Excerpted data:
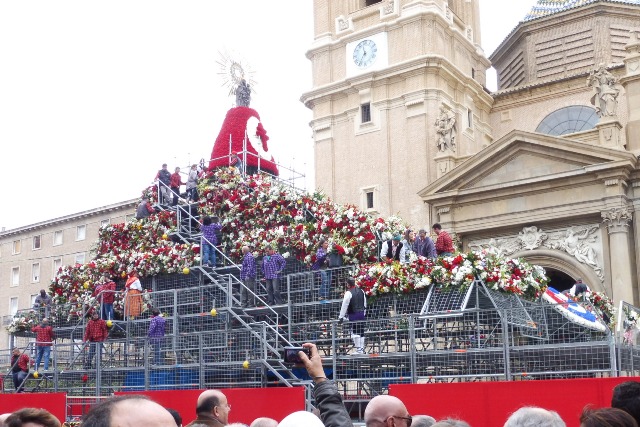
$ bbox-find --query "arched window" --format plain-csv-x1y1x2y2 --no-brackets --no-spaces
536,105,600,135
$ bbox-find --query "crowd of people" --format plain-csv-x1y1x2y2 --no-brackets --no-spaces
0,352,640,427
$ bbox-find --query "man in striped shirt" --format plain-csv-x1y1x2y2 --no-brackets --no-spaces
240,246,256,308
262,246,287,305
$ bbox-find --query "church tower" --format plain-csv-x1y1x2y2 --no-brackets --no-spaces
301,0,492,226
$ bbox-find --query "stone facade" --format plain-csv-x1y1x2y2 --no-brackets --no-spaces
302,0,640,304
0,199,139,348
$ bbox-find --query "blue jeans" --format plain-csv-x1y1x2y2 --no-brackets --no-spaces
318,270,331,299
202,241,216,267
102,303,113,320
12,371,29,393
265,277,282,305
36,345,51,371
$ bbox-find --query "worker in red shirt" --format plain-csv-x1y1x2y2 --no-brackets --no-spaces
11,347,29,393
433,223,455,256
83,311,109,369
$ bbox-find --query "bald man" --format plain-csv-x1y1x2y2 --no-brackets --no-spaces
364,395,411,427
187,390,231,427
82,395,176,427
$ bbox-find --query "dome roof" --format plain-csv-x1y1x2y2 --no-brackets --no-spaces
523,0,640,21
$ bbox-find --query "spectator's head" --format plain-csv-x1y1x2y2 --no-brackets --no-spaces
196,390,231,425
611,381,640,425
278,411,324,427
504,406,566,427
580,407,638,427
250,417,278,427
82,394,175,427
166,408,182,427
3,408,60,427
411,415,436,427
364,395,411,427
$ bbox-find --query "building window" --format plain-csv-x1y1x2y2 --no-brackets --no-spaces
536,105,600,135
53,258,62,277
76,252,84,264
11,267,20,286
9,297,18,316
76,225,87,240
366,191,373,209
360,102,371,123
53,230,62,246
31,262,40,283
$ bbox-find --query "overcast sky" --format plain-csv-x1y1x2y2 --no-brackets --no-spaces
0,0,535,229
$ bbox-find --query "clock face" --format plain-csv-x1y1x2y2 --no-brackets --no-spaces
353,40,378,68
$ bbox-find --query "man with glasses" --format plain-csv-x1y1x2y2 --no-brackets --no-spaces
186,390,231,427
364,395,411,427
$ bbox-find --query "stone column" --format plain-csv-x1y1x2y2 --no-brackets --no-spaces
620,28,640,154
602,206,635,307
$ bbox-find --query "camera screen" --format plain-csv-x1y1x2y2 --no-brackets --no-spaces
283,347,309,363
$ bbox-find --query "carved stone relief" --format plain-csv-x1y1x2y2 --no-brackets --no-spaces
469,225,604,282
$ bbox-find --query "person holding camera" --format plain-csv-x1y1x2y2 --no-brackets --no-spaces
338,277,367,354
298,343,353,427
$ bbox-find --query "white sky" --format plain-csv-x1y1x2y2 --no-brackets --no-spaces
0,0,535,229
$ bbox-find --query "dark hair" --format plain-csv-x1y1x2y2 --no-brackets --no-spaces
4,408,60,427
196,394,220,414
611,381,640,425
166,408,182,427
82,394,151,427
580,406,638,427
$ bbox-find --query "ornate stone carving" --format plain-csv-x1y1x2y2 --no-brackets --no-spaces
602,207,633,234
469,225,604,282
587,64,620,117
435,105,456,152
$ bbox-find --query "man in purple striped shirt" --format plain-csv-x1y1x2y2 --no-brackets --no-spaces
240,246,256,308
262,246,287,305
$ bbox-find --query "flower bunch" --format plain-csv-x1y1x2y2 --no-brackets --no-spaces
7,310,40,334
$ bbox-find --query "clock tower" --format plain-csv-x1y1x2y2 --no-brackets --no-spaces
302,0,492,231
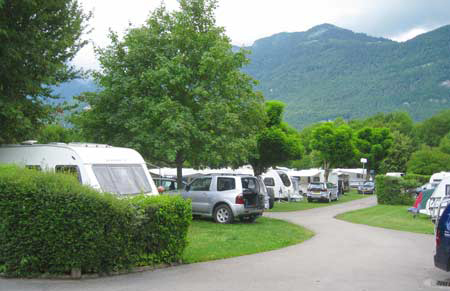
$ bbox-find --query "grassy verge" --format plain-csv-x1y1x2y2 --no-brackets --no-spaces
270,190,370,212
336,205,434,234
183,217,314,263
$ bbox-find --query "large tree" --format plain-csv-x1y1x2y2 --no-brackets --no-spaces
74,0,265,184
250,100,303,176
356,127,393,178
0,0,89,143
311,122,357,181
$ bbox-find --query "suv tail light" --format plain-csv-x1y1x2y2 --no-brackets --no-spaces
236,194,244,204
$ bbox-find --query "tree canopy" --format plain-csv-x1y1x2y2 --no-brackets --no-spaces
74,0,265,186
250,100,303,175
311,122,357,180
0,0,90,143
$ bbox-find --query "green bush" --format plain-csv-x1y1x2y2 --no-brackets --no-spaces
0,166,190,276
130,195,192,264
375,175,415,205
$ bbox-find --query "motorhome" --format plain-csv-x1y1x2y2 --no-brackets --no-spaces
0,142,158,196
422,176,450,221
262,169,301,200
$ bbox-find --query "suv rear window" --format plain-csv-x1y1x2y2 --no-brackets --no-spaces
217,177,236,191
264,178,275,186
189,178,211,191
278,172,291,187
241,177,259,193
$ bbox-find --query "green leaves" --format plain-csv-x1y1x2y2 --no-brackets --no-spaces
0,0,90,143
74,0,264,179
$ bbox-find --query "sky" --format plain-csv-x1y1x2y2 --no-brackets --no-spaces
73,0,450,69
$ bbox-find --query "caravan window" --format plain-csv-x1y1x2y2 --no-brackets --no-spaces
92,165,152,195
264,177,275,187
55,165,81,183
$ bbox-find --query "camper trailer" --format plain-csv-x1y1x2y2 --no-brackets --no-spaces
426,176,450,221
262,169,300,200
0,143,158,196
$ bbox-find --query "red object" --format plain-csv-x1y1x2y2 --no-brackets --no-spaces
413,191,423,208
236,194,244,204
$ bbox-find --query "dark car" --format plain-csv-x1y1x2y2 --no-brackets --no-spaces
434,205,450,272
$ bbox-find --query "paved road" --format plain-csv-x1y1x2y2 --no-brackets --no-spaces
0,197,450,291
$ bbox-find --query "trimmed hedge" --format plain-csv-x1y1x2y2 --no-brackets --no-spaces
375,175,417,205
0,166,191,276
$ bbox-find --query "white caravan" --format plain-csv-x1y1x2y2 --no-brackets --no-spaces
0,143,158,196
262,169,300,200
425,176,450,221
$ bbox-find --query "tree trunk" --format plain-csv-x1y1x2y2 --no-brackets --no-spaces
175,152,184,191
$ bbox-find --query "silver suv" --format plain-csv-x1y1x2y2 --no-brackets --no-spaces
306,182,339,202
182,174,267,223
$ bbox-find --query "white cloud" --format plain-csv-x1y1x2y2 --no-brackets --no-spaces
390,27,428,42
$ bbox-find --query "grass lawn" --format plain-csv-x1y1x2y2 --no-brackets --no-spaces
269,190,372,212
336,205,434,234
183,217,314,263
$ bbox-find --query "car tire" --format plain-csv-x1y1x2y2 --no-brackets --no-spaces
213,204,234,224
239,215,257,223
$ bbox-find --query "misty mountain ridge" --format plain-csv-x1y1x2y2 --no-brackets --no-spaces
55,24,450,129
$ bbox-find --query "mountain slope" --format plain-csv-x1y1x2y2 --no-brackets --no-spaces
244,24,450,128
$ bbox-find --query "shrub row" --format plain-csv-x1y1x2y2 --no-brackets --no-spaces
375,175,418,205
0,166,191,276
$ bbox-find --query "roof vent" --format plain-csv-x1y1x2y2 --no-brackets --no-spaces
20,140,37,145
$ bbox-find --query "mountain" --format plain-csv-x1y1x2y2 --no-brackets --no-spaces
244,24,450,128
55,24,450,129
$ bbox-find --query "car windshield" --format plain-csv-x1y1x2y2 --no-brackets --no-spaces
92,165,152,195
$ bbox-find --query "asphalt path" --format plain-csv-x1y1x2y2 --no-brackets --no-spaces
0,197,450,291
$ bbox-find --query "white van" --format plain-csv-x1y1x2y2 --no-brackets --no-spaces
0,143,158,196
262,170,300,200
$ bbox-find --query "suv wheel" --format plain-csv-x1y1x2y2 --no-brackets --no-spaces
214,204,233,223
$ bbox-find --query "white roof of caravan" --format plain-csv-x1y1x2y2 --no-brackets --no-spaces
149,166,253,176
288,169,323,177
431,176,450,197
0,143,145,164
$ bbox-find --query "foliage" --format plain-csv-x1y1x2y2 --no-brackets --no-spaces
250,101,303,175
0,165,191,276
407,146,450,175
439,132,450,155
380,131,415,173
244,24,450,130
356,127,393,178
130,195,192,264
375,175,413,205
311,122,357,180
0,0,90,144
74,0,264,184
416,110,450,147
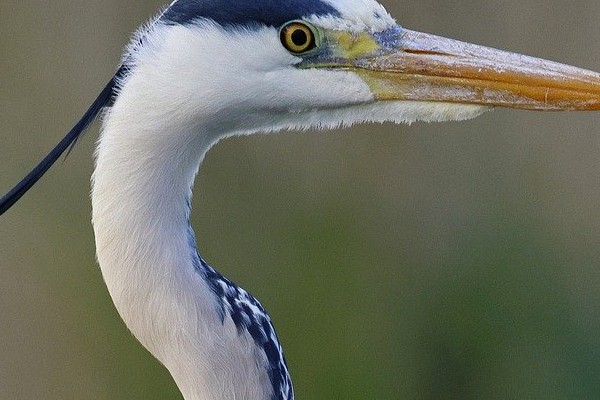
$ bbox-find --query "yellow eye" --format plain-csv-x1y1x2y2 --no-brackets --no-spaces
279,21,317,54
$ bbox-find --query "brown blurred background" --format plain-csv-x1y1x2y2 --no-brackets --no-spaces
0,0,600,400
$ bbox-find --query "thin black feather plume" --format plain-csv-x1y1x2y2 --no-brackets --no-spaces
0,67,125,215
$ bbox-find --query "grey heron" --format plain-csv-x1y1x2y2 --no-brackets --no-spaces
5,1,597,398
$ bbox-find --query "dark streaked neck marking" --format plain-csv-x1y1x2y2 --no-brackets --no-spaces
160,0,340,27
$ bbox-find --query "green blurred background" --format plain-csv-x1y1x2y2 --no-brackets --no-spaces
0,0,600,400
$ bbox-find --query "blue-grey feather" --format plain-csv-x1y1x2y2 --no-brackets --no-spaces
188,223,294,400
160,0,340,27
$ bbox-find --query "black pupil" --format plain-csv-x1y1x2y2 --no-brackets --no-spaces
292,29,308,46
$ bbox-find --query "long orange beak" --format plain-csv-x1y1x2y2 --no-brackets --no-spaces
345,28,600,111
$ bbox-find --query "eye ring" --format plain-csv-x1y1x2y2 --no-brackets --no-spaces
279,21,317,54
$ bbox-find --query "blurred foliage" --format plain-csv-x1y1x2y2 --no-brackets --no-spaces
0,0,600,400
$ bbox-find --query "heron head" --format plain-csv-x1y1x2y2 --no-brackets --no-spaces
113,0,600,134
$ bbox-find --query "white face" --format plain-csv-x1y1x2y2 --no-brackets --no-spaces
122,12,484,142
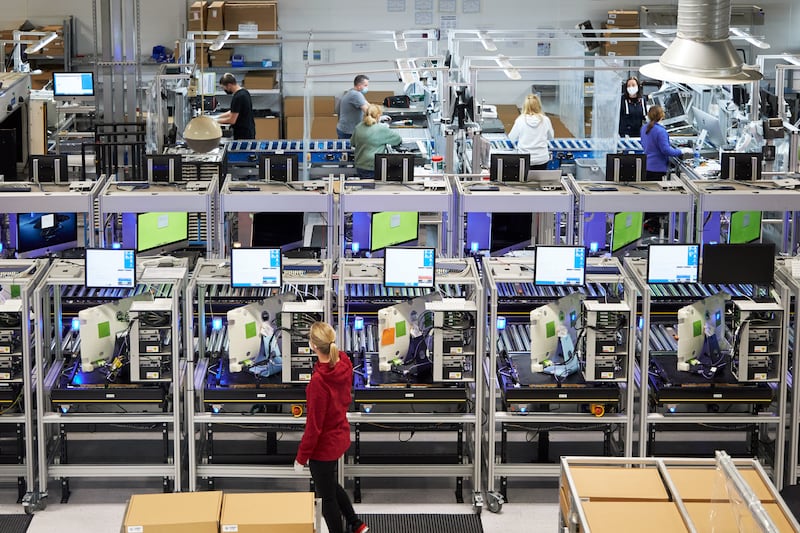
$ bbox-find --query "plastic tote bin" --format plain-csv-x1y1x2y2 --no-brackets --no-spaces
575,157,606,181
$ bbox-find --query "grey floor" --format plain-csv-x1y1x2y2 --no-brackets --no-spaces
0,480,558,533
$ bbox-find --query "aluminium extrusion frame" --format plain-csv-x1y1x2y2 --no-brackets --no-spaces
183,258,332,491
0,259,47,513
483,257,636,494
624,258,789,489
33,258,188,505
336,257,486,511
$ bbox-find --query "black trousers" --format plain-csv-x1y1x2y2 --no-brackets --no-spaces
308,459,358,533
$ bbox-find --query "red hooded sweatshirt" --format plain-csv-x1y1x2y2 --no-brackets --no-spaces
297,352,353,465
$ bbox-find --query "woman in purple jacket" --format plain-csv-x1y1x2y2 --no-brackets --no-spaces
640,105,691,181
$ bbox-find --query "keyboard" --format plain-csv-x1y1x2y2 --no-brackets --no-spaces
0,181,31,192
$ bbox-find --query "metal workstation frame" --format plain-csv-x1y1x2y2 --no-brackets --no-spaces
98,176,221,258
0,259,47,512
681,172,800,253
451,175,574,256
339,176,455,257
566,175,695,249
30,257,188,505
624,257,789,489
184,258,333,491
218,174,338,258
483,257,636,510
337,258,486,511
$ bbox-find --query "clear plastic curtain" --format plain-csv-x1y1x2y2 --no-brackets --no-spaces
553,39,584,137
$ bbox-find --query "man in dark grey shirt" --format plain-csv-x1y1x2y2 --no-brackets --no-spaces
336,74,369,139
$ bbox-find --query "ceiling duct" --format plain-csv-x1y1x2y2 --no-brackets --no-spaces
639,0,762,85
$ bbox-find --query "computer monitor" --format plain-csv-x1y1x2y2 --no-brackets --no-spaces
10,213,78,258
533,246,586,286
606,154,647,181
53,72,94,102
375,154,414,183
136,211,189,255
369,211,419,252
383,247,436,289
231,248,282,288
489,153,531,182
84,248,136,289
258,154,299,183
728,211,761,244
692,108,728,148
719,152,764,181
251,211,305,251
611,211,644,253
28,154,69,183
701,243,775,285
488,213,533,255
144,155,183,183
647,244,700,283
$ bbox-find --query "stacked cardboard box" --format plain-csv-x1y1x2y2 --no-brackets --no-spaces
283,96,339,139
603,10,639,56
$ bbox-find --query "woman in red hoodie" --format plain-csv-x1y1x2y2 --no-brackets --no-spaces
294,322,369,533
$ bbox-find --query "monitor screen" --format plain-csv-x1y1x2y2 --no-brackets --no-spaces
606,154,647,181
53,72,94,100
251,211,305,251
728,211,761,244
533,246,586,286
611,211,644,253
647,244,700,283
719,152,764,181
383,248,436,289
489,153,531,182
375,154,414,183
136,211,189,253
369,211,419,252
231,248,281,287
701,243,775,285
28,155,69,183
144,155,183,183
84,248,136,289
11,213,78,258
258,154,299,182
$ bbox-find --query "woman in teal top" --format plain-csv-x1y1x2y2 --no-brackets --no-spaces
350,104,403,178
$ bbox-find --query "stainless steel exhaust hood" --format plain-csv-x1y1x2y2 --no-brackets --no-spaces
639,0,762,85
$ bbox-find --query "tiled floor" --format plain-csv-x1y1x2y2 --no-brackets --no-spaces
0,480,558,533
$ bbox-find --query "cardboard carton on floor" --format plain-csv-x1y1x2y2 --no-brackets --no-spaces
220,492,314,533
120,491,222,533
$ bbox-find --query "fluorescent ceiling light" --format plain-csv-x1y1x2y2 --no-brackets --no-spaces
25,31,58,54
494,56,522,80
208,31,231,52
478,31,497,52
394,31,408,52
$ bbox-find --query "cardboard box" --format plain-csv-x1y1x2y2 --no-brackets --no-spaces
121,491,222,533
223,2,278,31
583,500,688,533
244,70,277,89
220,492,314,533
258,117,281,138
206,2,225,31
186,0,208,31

Stated goal: Rewrite the data from the beginning down to and including the line containing "301,0,492,226", replacing "church tower" with "bell tower" and leaving everything else unchanged. Leave the pictures out of your answer.

Worked answer:
$ bbox-find --query "arched window" --format plain-csv-x1y1x2y2 --no-brackets --no-spaces
536,105,600,135
$ bbox-find --query "crowd of people" --format plain-csv-x1y1x2y2 --no-brackets --no-spaces
0,352,640,427
$ bbox-find --query "man in striped shirt" --format plain-csv-x1y1x2y2 --no-brackets --no-spaces
240,246,256,308
262,246,287,305
$ bbox-find --query "bell tower" --format plain-csv-x1y1x2y2 --no-brackets --no-spaces
301,0,492,226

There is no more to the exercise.